> _GOAL OF THE EXERCISE_
Repeat the listing below in full, keeping every character as it is.

> _RECORD EXCERPTS_

■ ■ ■ ■ ■ ■ ■

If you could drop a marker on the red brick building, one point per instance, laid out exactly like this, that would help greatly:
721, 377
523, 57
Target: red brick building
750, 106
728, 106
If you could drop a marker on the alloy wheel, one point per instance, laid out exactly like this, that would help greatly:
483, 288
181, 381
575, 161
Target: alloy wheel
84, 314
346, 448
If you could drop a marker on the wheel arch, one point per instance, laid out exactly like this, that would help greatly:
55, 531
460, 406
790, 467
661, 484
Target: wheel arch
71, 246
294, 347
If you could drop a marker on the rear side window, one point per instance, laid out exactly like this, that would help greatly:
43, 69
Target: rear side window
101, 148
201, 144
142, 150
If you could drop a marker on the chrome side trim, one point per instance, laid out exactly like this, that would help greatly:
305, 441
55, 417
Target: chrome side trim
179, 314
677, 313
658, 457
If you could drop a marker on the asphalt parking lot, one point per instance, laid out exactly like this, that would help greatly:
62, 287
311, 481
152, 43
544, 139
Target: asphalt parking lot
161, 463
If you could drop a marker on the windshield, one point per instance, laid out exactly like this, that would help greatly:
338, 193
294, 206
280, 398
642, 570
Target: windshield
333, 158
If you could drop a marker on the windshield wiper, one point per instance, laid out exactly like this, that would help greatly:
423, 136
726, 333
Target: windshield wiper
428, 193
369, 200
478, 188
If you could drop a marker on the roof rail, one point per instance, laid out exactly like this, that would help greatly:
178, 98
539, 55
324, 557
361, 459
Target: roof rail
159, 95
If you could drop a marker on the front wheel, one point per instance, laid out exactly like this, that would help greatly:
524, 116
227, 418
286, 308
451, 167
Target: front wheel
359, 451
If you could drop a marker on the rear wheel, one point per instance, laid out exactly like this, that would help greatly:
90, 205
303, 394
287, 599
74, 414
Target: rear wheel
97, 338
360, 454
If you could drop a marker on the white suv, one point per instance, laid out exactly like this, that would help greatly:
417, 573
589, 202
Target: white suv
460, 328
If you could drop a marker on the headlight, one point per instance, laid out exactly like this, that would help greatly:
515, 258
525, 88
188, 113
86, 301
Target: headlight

■ ■ ■ ■ ■ ■ ■

> _WRITTEN RESPONSE_
If you could drop a marker on the red brick building, one point per instance, laid out exactly like this, that would help greatly:
721, 377
523, 57
Target: red brick building
750, 106
728, 106
If you could drop a marker on the alloy wheel, one point per instance, laid out exactly like this, that would help greatly:
483, 288
181, 381
575, 161
Target: alloy wheel
84, 314
346, 448
If you could drop a marker on the wheel arch, one point per instance, laid out exactly like this, that would help greatly:
55, 531
460, 406
790, 467
661, 484
Target: wheel arch
71, 246
294, 347
If you could drop a marker on the rear side window, one point per instance, laid out exactly like this, that would help greatly:
43, 69
Target: rear side window
101, 148
201, 144
142, 150
If you could drop a marker on the chrome side trim, one point per instance, laid out exactly like this, that would help greatly:
305, 441
55, 417
Target: chrome side trim
179, 314
677, 313
658, 457
If you could drop a marker on the asphalt parking lot, one point per instance, laid out exactly like this, that would help greatly:
62, 287
311, 481
152, 43
544, 139
Target: asphalt parking lot
161, 463
If you could drop a marker on the windshield, one point per instance, laid out exactly like this, that would help greatly:
338, 193
294, 206
280, 398
642, 570
Target: windshield
333, 158
If you could drop a marker on the windshield wiper, one point per instance, laid out exactly like this, that would help greatly:
423, 136
726, 333
Target: windshield wiper
428, 193
369, 200
478, 188
If you could drop a marker on the roof rail, one point per instance, laid out exactly like this, that would help greatly:
178, 98
539, 55
324, 557
361, 459
Target: roof rail
159, 95
If you could drop a marker on the front wheel, one point per instance, laid out exactly like this, that would help greatly:
524, 116
227, 418
286, 308
451, 167
Target: front wheel
359, 451
If you could drop a marker on the rear wheel, one point per instance, laid out exactly like this, that would help greatly:
90, 205
303, 394
287, 599
74, 414
Target: rear wheel
97, 338
360, 454
If you could drop a marker on the white suv, one point per instance, laid out exactly like this, that would help greatly:
417, 573
589, 202
Target: white suv
460, 328
If you could drop a marker on the headlight, one point per instance, laid out exactly like this, that would help greatly:
515, 258
525, 88
188, 113
86, 301
Target: headlight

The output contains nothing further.